Document |
>> start

We’re trying to help build a bunch of the fundamental technology and platforms that will go towards enabling this. There’s a bunch on the hardware side — there’s the VR goggles, there’s the AR glasses, the input EMG [electromyography] systems, things like that. Then there’s platforms around commerce and creators and of course, social platforms, but there will be different other companies that are building each of those things as well that will compete but also hopefully have some set of open standards where things can be interoperable.
I think the most important piece here is that the virtual goods and digital economy that’s going to get built out, that that can be interoperable. It’s not just about you build an app or an experience that can work across our headset or someone else’s, I think it’s really important that basically if you have your avatar and your digital clothes and your digital tools and the experiences around that — I think being able to take that to other experiences that other people build, whether it’s on a platform that we’re building or not, is going to be really foundational and will unlock a lot of value if that’s a thing that we can do.
The answer demonstrates an understanding that the Asset layer is now the most important, that companies will need to compete on experience to attract creators’ and developers’ efforts and users’ attention, and that interoperability will create a much bigger pie than walled gardens.
I think the logic goes something like this:
Interoperability and ownership increase the value of digital assets. An NFT of a pair of sneakers should be more valuable than a pair of sneakers you buy in Fortnite, because you can use the NFT sneakers in many more places and because they have resale value.
The more valuable the digital economy becomes, the more valuable advertising within digital worlds becomes. Businesses can afford to pay more to acquire a customer if they know they’re going to spend more. And Meta primarily makes money through ads.

>> end

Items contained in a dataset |

>> start

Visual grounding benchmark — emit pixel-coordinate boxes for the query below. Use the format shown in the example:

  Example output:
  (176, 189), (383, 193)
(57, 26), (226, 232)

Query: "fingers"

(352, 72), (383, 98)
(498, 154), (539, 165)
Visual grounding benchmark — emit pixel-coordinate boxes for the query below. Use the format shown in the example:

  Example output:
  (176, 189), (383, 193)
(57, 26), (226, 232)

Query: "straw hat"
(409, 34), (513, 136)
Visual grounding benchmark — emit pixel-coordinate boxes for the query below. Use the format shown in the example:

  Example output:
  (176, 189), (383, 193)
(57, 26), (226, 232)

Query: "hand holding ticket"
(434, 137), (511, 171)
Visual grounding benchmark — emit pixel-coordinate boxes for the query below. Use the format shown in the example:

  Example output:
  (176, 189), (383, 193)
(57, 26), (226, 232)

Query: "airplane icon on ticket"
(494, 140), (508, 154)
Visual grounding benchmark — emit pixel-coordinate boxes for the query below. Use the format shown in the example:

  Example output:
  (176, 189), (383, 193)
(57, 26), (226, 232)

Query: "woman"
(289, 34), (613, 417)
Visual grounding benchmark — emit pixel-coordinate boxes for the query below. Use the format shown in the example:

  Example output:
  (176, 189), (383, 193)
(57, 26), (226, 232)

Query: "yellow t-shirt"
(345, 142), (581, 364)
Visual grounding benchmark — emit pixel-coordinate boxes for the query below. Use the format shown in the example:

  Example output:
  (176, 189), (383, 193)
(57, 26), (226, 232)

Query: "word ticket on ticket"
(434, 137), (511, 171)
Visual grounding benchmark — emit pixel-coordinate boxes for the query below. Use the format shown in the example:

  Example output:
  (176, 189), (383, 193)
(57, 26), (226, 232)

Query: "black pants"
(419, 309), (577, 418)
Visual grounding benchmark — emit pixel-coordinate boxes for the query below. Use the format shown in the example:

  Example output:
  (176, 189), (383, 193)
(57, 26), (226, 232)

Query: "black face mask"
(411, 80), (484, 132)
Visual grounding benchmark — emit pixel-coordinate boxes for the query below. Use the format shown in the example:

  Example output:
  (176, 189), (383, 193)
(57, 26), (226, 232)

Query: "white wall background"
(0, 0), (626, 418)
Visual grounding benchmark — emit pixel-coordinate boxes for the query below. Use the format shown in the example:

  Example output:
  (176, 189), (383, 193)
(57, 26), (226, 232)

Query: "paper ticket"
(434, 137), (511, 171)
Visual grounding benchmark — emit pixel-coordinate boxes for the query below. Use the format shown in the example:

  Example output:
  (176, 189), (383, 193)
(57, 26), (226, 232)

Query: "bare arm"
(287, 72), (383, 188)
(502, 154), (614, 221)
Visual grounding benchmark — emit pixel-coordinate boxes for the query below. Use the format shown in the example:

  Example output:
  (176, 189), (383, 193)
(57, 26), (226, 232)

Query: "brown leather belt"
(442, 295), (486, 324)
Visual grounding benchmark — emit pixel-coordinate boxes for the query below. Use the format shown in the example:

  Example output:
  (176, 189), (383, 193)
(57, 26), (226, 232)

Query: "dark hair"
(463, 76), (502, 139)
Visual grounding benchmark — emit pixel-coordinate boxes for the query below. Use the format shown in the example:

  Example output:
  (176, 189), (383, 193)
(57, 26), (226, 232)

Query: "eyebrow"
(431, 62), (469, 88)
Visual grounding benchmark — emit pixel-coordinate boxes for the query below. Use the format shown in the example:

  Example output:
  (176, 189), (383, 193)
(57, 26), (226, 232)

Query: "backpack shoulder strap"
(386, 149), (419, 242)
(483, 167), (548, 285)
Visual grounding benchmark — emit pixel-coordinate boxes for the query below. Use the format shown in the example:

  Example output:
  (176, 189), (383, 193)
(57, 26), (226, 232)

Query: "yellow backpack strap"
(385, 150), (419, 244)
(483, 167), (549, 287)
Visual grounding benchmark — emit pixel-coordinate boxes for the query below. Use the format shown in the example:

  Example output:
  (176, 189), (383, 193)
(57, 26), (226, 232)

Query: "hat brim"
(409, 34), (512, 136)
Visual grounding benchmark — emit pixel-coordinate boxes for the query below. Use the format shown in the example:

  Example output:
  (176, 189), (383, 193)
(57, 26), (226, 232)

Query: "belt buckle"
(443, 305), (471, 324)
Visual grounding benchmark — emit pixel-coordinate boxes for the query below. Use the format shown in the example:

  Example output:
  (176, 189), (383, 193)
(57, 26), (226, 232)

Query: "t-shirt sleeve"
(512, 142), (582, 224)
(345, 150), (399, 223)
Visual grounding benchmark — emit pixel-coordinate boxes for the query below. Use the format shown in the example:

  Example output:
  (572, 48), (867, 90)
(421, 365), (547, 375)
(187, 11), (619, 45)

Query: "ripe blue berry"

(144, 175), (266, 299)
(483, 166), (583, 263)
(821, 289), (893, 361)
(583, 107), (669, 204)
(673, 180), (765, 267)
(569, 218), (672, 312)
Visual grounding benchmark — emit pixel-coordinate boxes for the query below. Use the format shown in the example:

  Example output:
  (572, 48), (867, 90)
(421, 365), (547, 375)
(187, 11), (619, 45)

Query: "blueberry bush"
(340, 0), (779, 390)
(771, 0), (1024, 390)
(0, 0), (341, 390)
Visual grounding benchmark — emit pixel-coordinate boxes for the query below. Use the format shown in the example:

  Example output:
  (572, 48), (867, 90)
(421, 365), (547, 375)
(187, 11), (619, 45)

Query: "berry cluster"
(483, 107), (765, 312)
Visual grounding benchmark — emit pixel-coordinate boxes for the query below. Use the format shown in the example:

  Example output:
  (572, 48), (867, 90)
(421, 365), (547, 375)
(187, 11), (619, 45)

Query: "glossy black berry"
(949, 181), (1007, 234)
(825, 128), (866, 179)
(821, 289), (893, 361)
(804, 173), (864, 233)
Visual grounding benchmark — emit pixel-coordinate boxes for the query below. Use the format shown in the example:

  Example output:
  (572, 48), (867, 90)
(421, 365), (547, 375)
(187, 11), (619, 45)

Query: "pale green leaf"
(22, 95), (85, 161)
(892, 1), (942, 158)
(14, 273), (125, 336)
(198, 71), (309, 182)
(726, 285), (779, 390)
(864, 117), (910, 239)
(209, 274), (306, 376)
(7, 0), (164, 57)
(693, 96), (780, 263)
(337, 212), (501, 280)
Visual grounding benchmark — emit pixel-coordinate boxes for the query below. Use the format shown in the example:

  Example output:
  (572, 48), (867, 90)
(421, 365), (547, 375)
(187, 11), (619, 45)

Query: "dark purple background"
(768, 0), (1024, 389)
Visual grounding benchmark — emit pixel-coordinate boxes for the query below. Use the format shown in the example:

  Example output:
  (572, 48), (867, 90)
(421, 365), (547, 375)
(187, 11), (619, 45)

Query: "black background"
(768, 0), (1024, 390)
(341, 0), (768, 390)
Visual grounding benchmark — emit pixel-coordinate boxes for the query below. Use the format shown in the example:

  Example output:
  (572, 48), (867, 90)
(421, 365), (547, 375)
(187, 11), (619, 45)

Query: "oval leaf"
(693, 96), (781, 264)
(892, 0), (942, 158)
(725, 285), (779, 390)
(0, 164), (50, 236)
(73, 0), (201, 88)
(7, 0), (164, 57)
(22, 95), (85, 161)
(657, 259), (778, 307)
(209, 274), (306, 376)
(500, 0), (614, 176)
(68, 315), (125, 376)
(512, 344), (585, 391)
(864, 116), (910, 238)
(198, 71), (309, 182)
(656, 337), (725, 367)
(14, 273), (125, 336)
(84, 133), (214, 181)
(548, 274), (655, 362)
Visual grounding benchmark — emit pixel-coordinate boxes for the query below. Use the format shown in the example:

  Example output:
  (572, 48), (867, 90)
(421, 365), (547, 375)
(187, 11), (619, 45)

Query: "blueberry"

>> end

Job A |
Return the passage on metaverse interoperability from "The answer demonstrates" to "money through ads.".
Job B |
In the passage on metaverse interoperability, translate this sentence into Spanish: "Interoperability and ownership increase the value of digital assets."
Job C |
Please extend the passage on metaverse interoperability, picking up after its last sentence.

Answer A |
The answer demonstrates an understanding that the Asset layer is now the most important, that companies will need to compete on experience to attract creators’ and developers’ efforts and users’ attention, and that interoperability will create a much bigger pie than walled gardens.
I think the logic goes something like this:
Interoperability and ownership increase the value of digital assets. An NFT of a pair of sneakers should be more valuable than a pair of sneakers you buy in Fortnite, because you can use the NFT sneakers in many more places and because they have resale value.
The more valuable the digital economy becomes, the more valuable advertising within digital worlds becomes. Businesses can afford to pay more to acquire a customer if they know they’re going to spend more. And Meta primarily makes money through ads.

Answer B |
La interoperabilidad y la propiedad aumentan el valor de los activos digitales.

Answer C |
Meta wants as many creators and developers building Metaverse products as possible, because more products mean more advertising opportunities and potentially small marketplace fees, so it can keep fees very low to encourage creation.
Unlike Facebook’s products today, it’s anticipating that Meta’s users, developers, and creators will be able to pick up and leave -- or “rage quit” -- more easily, and take all of their assets with them, if Meta shifts from attract to extract.
So it needs to create a model in which it takes a smaller piece of a larger pie in order to do what it does best: aggregate and monetize attention and commerce.
Importantly, Apple likely cannot create a similar model. Apple isn’t a big interoperability fan.
Apple is enemy number one. Zuck realizes that Meta won’t have as much power in the Metaverse relative to suppliers and users as it has in social media. Instead, it wants to make sure that it has more power relative to Apple and Google than it’s had in Web 2.0. Being the first Web 2.0 giant to lean into openness and interoperability in the Metaverse lets it set the rules and influence the playing field on which it will compete against its biggest foes.
Zuck is willing to spend a lot of money to make sure that he can set those rules, and Meta is building an impressive suite of hardware products to accelerate the Metaverse’s arrival.
Amazingly, after flopping on a phone, Facebook has become a very good hardware company.
As I type, my sister is talking to my son on the Portal. She’s in Ghana, he’s in Brooklyn and they’re talking like they’re together (well, she’s talking, he said “car” once). The camera tracks him as he calls around the room. She can even read him stories with interactive on-screen graphics. It’s really good.
I have an Oculus Quest II sitting behind me in my office. While the app ecosystem still needs to be built out, the experience is impressive. It really does feel immersive and magical from the moment you drop into your Home space.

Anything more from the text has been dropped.